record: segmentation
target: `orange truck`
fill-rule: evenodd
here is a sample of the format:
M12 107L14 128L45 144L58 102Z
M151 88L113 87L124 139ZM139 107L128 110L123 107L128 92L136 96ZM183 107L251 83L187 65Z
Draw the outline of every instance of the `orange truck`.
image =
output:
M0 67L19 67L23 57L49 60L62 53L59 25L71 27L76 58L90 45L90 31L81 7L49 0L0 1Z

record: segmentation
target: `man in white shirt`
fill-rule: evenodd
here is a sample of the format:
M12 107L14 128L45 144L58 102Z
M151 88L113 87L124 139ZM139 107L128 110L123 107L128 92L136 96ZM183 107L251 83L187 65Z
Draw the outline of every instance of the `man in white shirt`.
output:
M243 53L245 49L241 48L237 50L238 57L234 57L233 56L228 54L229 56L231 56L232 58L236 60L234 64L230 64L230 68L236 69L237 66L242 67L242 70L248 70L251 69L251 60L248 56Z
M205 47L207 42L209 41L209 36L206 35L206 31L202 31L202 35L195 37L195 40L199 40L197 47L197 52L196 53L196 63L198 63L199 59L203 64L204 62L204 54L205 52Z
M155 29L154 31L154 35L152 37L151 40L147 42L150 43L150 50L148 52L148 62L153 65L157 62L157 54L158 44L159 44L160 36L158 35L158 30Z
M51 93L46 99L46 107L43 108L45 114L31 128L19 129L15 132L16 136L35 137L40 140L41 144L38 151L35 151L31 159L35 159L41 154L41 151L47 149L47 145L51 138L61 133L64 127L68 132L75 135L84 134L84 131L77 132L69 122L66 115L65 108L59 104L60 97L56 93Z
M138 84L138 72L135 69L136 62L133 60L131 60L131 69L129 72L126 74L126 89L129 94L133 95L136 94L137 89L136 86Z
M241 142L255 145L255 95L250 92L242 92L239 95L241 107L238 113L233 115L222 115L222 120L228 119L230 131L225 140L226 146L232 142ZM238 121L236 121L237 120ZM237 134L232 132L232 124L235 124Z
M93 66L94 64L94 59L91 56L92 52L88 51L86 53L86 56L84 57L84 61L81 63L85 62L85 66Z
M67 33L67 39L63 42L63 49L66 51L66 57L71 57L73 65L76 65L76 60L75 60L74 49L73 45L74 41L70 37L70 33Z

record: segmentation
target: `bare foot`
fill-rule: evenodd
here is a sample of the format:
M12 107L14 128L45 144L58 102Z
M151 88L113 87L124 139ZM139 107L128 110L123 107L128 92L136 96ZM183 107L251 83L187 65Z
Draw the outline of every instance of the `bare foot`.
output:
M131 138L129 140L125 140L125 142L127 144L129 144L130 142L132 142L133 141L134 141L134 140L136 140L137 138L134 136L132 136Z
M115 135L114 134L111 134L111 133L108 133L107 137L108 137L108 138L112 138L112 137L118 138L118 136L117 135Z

> _What to do_: Gather each line of the material above that contains the string "every".

> _Full answer_:
Draw the outline of every instance of the `orange truck`.
Draw the outline of every instance of the `man in white shirt`.
Draw the outline of every instance of the `bare foot`.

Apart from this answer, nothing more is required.